┌─ SOURCE TEXT

Design and Decide: Balancing Creativity and Commitment

Strategy, like running, is the art of deliberate design — not random effort.

When I first committed to running 12 marathons in 12 months, I quickly realised that enthusiasm was not a plan. I needed to design a system that balanced ambition with recovery, structure with flexibility, and creativity with discipline.

The same holds true for leadership. Big visions and bold goals mean little without design and decision — the twin engines that translate aspiration into action.

The Creative Discipline

Design thinking begins where most plans fail: at the messy intersection of imagination and reality.

In training, this meant experimentation. I tested gear, nutrition, recovery strategies. I planned runs based on climate, travel and work; spacing them so that I could adapt rather than collapse. Every month became a prototype — a test, not a verdict.

This iterative approach mirrors the Frame–Design–Execute rhythm that can be used in the workplace. Frynas & Mellahi describe it as moving from “strategic analysis” to “strategic choice” — balancing creativity with feasibility.

Creativity without constraint leads to chaos. Constraint without creativity leads to stagnation. The design phase is where leaders balance both.

Deciding with Clarity

But design is only half the equation.

Porter reminds us that strategy is fundamentally about choice — deciding what not to do. The decision to exclude is what gives focus its power.

In my marathon year, I declined several tempting runs. Some clashed with recovery cycles; others risked overtraining. The hardest decision was not what to add but what to eliminate.

That discipline applies to leadership: saying no to initiatives that distract, even if they’re appealing. Drucker called it ‘concentration’: the single secret of effectiveness. Strategy, at its heart, is the courage to commit.

└─

LIST OF TASKS ->
• a. In the essay on running and strategy, why did the writer decline several tempting runs during the marathon year? Answer in one to three sentences.
• b. Write out the essay on running and strategy from "In training, this" up to and including "not a verdict.", swapping "prototype" for "trial".
• c. Extend the essay on running and strategy with the passage that would come after its final sentence.

┌─ EXCERPTED RECORDS

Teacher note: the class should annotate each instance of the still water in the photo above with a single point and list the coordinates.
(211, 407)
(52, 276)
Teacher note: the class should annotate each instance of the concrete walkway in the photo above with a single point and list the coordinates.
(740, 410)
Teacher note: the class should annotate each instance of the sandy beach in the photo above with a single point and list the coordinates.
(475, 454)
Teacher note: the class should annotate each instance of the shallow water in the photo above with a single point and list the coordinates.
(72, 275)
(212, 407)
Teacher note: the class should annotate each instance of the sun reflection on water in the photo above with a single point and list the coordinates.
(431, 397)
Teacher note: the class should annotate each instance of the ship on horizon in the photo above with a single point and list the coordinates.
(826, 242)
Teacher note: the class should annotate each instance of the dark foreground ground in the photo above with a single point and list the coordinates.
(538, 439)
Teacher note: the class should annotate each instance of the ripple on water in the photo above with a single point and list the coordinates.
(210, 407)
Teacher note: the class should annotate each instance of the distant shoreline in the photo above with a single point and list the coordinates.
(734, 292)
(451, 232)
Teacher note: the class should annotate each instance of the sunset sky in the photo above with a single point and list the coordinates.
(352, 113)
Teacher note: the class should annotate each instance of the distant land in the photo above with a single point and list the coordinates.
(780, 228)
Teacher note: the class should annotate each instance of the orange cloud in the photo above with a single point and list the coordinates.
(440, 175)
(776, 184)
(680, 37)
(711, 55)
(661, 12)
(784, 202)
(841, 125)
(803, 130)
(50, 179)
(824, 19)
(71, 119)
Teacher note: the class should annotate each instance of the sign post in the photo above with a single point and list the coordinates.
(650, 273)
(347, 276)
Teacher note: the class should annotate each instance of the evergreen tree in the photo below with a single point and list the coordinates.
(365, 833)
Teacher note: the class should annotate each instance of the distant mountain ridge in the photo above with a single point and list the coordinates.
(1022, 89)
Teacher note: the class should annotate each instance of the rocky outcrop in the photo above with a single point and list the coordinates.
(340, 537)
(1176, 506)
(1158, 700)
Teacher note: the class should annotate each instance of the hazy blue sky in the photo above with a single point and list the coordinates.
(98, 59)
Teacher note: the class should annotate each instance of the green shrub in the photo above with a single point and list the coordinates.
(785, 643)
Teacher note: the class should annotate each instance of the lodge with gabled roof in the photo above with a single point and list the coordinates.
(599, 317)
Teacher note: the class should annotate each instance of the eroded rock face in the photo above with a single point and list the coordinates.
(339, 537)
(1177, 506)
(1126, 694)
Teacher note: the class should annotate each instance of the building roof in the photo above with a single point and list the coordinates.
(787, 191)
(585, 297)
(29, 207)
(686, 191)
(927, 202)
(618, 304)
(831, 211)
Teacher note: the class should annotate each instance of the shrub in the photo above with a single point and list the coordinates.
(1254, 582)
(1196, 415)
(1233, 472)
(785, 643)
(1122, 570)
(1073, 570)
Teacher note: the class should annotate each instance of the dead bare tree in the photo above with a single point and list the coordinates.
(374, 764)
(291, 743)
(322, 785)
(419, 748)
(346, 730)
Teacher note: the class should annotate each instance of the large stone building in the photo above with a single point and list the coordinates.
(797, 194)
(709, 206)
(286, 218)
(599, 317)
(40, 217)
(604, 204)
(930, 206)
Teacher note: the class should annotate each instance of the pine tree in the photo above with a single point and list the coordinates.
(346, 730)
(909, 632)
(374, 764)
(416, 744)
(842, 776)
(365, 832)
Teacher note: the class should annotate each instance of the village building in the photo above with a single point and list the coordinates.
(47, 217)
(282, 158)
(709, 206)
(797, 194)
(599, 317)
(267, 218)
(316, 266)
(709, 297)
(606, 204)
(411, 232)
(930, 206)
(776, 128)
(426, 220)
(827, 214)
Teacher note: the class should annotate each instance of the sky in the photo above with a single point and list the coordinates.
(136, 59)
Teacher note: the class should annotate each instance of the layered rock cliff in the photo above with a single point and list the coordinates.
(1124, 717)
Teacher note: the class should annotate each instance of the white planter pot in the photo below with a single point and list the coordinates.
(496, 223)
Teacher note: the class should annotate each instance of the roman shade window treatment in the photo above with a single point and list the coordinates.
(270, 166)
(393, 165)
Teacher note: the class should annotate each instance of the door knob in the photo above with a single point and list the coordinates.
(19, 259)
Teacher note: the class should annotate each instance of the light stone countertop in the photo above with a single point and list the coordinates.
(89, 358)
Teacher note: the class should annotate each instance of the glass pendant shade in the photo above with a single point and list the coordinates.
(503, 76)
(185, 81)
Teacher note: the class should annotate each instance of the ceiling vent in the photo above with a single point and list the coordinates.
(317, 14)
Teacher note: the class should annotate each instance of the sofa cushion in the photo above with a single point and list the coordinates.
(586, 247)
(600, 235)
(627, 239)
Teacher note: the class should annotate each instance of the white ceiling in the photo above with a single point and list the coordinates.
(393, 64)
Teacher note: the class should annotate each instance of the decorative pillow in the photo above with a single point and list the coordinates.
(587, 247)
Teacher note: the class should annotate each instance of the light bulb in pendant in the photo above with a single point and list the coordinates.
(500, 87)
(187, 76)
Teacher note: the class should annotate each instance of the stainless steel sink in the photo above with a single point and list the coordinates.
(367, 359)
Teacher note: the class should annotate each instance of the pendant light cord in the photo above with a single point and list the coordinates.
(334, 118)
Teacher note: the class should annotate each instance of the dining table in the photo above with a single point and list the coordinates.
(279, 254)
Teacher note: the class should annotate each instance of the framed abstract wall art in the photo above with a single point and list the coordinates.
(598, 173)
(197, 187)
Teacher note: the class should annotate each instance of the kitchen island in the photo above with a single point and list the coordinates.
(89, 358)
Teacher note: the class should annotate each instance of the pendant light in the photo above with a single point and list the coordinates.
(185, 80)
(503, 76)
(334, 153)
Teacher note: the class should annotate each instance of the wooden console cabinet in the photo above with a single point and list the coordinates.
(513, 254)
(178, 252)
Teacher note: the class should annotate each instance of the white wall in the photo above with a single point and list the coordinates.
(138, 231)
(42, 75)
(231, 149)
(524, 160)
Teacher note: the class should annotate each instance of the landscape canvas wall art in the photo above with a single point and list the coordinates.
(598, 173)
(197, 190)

└─

PER-TASK OUTPUTS ->
• a. The writer declined them because some clashed with recovery cycles and others risked overtraining.

• b.
In training, this meant experimentation. I tested gear, nutrition, recovery strategies. I planned runs based on climate, travel and work; spacing them so that I could adapt rather than collapse. Every month became a trial — a test, not a verdict.

• c.
If there is one ‘secret’ of effectiveness, it is concentration. Effective executives do first things first and they do one thing at a time - Peter F. Drucker

The Decision Trap

Modern leaders face an abundance of data, options and noise. It’s easy to confuse analysis with clarity. This is the ‘decision trap’: the illusion that more information equals better judgement.

In reality, decisive leaders blend logic with intuition. They experiment early, learn fast and adjust — not because they’re reckless, but because they’ve built feedback into their design.

Cal Newport’s Deep Work reminds us that quality decisions require undisturbed focus. Without deliberate thinking time, leaders make shallow choices that feel safe but lack depth.

Clarity about what matters provides clarity about what does not – Cal Newport

From Design to Discipline

Once you’ve designed the system and decided the course, discipline takes over. The bridge between vision and execution is repetition — what Aristotle called habit, and what modern neuroscience calls myelination: the strengthening of neural pathways through consistent action.

That’s why ‘design’ and ‘decide’ belong together. Without design, decisions lack context. Without decision, designs remain abstract. Together, they create strategic integrity — the alignment between idea and action.

Closing Reflection

Great leaders are architects of momentum. They design systems that foster creativity, then decide with conviction when it’s time to commit.

In both running and leadership, design creates possibility; decision creates progress.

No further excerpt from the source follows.